Bring together all lines from the listing below that contain the string "spot".

Top of RECORDS FOR THE EXERCISE

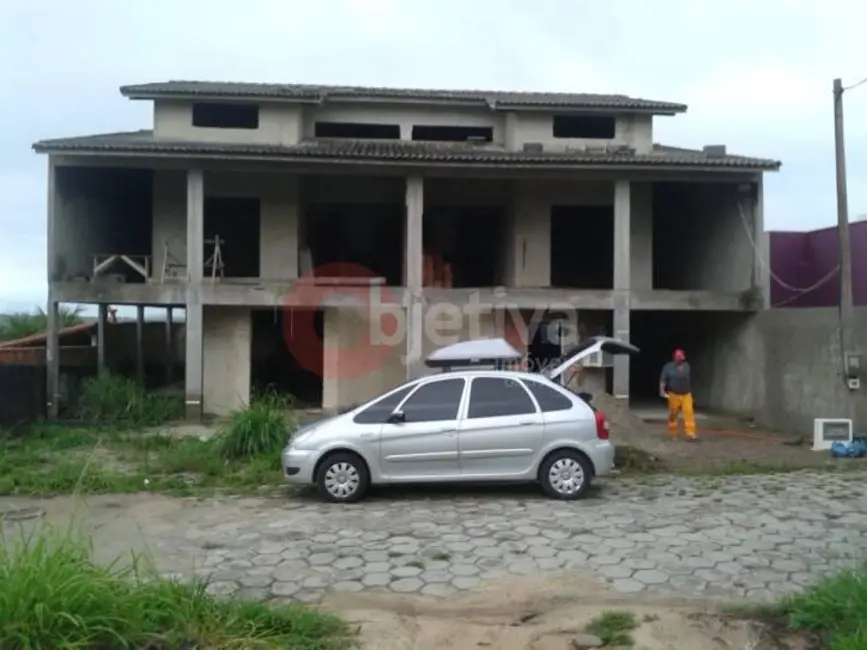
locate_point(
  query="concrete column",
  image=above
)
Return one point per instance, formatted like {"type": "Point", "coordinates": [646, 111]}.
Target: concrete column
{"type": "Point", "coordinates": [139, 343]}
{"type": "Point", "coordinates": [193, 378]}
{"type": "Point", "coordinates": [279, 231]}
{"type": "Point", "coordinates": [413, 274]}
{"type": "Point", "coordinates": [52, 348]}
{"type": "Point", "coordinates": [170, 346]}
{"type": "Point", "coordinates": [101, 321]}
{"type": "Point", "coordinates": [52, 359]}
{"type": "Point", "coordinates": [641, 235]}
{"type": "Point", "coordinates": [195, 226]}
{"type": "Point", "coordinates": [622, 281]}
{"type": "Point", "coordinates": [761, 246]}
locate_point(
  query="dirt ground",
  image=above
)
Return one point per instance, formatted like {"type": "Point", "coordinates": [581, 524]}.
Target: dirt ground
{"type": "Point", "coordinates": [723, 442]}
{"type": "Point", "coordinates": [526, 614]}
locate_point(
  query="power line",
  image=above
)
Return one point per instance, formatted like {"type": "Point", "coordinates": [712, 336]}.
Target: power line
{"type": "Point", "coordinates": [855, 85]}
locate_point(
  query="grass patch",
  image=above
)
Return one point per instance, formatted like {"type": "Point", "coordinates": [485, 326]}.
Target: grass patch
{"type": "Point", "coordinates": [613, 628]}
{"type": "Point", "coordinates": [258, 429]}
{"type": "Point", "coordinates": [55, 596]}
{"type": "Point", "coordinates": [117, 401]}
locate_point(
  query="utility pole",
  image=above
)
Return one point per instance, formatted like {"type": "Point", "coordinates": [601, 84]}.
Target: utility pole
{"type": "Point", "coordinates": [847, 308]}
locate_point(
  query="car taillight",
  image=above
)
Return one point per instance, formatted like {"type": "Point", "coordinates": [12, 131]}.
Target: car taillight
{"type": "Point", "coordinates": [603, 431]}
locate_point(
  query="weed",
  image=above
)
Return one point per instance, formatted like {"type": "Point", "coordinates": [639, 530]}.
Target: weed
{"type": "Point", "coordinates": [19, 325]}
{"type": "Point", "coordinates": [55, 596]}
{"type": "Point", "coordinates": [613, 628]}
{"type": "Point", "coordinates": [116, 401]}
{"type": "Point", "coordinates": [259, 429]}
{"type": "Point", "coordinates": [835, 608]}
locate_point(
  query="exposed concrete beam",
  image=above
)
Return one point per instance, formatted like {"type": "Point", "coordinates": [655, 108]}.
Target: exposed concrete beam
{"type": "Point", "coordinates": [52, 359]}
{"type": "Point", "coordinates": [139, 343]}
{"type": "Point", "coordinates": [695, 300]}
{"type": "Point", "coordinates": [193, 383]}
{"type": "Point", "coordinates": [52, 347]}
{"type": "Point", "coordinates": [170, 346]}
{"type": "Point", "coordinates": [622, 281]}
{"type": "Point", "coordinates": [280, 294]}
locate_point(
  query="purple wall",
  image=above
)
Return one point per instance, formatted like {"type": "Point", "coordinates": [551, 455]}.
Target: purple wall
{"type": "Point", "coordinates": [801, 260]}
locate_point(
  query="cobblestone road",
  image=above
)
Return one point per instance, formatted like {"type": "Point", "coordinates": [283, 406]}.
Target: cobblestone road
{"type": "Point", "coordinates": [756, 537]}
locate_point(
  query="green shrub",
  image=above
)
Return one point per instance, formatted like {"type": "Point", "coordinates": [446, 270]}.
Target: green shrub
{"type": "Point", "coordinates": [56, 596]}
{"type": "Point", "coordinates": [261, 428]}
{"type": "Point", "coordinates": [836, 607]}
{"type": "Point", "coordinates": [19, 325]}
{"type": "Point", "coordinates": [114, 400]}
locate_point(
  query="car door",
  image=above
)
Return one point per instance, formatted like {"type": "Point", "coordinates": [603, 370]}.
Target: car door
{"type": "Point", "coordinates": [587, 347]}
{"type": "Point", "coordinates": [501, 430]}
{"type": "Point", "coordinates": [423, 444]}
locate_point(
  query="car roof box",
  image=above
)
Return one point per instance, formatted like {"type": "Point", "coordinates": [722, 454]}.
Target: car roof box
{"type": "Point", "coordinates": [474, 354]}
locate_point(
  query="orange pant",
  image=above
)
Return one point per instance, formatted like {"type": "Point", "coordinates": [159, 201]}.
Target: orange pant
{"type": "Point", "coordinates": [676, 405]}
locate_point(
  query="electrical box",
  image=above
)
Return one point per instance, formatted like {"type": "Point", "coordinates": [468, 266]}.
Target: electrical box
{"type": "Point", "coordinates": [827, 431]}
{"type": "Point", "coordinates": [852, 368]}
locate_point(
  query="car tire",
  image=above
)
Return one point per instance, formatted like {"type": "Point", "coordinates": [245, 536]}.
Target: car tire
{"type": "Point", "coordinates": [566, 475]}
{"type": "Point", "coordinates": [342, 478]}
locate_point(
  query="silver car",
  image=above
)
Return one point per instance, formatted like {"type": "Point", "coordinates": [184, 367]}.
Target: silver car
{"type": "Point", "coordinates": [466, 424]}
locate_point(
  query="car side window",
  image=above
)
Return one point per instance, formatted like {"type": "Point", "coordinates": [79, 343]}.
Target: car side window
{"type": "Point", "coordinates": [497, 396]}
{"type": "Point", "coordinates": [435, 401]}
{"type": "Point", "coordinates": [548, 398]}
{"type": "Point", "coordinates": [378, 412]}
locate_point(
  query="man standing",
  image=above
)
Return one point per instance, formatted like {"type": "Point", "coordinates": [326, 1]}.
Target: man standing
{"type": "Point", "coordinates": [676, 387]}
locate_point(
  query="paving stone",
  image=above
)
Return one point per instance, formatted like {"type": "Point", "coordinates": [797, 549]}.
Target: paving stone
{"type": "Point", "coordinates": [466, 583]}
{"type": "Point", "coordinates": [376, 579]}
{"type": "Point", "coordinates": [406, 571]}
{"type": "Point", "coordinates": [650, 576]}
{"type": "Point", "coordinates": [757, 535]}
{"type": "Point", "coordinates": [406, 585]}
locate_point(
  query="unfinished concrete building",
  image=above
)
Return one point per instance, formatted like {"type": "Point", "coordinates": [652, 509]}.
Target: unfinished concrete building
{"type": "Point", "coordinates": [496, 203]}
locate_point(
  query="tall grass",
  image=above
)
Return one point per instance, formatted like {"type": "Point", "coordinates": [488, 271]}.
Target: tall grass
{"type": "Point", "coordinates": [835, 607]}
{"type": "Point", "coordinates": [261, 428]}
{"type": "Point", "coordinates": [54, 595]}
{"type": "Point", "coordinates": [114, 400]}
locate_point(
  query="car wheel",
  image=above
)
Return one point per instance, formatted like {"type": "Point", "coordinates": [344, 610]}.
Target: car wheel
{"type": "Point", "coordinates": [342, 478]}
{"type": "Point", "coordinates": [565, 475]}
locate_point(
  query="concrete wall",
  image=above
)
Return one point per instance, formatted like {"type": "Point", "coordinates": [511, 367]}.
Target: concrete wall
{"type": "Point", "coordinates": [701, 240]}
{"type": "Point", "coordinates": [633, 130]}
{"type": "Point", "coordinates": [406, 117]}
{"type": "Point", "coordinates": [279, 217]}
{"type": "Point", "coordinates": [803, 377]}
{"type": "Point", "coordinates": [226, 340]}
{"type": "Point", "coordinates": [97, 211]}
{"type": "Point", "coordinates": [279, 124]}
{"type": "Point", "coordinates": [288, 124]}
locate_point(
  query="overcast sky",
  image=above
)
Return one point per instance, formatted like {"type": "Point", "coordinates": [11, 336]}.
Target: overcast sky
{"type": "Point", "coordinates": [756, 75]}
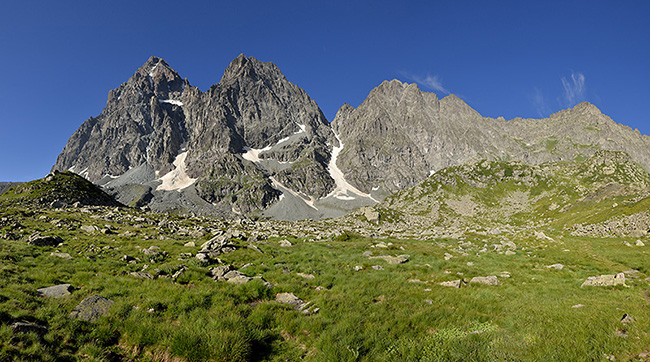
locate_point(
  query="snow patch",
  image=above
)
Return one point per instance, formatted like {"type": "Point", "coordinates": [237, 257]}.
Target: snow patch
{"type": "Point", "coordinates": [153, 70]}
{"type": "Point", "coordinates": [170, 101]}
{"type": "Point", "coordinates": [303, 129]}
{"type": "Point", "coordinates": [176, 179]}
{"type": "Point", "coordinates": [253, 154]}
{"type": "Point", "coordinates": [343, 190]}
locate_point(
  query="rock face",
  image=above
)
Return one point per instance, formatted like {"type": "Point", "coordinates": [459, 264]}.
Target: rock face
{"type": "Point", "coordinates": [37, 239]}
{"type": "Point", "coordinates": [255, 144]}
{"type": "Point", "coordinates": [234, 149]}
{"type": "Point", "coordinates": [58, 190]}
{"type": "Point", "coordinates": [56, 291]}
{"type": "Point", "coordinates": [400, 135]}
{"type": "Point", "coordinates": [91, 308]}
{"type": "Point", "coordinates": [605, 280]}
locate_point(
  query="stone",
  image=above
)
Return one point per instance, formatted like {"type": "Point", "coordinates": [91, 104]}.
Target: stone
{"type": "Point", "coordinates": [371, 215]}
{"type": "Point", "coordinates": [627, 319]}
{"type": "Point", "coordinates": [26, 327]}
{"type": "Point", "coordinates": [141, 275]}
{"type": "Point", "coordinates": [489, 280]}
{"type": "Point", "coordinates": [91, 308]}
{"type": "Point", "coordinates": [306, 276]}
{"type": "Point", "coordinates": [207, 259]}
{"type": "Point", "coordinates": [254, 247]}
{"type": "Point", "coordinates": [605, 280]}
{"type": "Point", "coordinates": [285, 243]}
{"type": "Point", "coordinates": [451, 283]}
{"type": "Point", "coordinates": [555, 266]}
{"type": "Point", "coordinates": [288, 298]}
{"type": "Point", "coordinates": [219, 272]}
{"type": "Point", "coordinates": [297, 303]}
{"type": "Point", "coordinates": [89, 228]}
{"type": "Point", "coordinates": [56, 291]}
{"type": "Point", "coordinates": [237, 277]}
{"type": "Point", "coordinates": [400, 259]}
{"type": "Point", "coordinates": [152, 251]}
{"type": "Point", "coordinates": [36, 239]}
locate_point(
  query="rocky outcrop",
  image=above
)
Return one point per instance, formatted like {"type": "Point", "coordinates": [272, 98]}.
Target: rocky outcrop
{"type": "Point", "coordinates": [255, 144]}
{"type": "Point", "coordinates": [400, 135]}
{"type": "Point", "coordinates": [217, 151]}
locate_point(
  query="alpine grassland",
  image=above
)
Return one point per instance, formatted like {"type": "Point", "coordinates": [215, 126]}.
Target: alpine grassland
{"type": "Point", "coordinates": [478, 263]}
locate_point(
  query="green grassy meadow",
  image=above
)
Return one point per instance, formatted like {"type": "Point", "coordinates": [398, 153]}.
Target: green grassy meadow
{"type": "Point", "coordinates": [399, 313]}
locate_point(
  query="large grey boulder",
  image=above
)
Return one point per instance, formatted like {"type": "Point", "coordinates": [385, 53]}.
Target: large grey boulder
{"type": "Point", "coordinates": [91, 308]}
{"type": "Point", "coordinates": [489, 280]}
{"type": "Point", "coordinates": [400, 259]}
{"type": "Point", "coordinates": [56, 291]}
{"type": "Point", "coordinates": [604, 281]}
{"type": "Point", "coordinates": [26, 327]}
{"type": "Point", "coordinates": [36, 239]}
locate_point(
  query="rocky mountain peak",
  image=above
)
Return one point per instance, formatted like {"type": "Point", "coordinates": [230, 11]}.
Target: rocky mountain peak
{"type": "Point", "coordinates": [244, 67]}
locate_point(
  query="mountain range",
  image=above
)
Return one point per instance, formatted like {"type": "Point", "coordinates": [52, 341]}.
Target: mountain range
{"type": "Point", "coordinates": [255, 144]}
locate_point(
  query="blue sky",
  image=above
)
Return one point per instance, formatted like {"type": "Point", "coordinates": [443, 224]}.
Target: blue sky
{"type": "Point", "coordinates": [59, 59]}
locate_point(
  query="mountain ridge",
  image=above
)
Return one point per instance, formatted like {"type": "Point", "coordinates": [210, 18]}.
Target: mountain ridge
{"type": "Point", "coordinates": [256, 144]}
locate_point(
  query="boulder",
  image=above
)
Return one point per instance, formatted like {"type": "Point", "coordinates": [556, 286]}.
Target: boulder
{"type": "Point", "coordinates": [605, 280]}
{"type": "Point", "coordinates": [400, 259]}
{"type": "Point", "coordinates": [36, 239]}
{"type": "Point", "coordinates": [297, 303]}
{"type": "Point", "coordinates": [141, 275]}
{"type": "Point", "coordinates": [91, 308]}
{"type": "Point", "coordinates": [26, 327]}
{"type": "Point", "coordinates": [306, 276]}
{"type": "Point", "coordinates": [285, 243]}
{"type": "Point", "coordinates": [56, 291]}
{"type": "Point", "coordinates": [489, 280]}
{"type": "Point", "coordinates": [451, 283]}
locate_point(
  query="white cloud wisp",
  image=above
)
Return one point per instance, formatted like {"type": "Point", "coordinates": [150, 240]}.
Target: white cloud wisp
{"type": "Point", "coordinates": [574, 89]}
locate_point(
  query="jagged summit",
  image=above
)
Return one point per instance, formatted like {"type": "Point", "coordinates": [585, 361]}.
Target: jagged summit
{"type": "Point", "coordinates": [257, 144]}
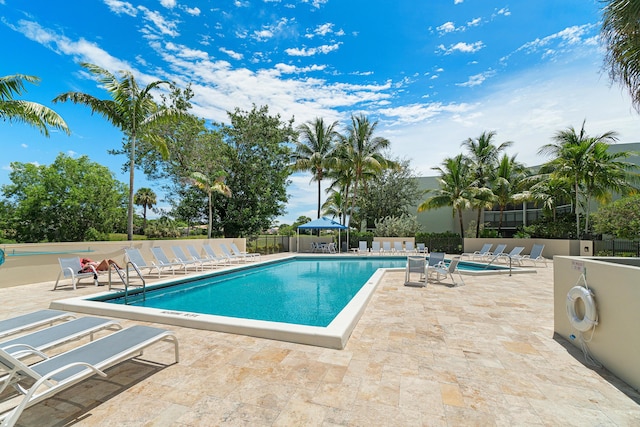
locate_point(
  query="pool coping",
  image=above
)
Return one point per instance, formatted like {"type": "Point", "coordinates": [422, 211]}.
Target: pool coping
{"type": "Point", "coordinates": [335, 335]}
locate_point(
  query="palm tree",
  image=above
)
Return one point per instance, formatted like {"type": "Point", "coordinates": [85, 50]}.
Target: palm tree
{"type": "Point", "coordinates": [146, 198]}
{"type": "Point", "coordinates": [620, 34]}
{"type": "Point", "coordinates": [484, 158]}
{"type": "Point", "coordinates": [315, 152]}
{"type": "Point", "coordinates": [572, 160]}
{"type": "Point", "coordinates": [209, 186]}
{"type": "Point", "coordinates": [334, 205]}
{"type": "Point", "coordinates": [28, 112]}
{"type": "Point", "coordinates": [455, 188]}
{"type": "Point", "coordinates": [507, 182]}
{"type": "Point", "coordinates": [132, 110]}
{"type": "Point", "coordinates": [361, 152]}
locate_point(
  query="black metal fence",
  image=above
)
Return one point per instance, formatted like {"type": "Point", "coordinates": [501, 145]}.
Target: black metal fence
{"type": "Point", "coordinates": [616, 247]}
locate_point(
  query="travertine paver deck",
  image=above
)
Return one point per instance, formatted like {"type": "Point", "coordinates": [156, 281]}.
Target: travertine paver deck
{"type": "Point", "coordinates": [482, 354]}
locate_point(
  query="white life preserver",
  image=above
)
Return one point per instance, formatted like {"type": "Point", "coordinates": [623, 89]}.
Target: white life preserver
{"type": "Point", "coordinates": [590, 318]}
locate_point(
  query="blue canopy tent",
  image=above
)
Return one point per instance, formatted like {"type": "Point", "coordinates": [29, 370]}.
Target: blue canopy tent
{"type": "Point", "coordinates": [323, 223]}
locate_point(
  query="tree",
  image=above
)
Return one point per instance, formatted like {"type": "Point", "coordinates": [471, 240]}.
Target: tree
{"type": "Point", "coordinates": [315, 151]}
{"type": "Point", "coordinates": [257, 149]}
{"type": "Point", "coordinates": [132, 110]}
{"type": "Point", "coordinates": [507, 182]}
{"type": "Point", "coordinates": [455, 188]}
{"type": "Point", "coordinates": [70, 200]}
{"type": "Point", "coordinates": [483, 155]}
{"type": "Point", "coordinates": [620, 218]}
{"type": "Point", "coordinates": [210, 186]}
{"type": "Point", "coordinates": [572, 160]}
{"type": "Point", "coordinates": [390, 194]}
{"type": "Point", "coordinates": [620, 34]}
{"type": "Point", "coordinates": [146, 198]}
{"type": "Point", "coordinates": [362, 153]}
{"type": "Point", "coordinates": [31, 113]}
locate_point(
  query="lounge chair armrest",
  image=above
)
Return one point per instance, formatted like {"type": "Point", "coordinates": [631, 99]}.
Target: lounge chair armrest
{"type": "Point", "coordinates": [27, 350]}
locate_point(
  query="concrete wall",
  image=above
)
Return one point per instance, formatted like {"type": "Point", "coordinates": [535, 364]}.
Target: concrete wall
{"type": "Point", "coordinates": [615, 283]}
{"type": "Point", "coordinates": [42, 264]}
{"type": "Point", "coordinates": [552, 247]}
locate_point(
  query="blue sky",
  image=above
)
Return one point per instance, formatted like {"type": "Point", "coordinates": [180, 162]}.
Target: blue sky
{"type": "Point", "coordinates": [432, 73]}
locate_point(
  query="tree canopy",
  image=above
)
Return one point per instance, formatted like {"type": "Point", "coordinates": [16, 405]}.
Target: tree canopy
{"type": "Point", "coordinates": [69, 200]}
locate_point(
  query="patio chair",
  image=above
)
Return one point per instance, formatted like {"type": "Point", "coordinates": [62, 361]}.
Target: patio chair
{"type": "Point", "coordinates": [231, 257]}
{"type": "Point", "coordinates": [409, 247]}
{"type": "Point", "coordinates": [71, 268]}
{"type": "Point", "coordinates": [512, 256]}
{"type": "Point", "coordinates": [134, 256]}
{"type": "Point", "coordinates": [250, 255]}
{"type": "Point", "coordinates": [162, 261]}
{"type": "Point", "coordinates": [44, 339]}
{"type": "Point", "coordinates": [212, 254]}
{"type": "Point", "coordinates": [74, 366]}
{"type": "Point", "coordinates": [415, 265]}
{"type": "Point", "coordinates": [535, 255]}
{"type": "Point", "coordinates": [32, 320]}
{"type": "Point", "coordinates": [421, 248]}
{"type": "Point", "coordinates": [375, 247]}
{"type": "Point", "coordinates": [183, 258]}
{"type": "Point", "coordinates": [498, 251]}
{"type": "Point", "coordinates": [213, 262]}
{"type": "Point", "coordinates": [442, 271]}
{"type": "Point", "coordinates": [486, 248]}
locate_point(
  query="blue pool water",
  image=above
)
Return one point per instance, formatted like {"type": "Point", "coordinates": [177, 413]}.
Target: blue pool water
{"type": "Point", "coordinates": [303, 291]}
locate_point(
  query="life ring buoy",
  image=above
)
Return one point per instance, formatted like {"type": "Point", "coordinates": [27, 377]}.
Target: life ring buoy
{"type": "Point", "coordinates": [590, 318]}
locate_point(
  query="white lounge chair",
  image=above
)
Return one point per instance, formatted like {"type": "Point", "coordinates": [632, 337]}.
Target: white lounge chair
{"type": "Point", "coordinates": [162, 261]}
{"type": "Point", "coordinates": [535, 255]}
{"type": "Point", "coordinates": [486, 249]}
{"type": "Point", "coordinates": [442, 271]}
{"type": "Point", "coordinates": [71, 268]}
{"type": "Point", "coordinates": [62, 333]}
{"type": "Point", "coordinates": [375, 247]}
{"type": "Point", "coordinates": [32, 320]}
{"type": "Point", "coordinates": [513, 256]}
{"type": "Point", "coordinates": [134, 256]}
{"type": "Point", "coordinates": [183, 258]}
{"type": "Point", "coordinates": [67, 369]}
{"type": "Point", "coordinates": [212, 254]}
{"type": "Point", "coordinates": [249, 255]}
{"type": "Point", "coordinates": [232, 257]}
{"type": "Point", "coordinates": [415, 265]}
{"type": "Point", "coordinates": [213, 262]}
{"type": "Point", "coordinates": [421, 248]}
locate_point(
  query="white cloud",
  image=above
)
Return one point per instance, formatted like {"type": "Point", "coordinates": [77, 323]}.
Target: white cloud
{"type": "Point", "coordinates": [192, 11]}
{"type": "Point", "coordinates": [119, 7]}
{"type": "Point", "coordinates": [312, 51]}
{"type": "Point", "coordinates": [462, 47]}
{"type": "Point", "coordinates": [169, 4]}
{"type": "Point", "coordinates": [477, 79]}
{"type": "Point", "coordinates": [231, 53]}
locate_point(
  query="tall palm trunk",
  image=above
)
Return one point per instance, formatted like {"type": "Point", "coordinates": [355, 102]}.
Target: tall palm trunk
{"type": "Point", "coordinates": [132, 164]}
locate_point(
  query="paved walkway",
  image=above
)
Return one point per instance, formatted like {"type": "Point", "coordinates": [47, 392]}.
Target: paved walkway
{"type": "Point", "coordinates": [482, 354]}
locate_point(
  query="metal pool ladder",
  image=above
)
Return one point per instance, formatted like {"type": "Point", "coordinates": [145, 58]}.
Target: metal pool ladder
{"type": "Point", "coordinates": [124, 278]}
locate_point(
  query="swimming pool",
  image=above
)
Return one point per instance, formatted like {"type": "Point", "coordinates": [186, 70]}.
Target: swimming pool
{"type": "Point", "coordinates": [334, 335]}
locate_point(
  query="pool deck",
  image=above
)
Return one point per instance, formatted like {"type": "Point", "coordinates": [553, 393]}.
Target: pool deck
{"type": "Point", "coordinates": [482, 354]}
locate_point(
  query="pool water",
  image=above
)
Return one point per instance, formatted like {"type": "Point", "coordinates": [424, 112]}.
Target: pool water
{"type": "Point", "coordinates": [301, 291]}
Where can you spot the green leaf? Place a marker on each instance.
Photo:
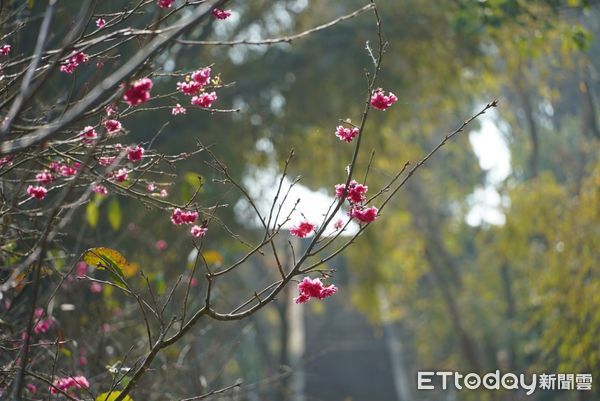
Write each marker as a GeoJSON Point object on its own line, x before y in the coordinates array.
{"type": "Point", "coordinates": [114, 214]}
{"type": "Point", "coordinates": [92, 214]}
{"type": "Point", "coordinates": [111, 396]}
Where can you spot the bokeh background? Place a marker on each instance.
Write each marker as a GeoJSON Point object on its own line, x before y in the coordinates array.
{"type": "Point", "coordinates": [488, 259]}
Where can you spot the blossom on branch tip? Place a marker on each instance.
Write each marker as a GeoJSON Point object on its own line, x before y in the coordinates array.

Bottom of RECORDS FOR THE EXERCISE

> _RESPONSE TO THIS TASK_
Where can you spot the green leaf? Place a marker on each instance.
Where can you spot the bokeh background? Place a marker on each instance.
Where can you spot the blossom on branch tip? Place a marker on each instance.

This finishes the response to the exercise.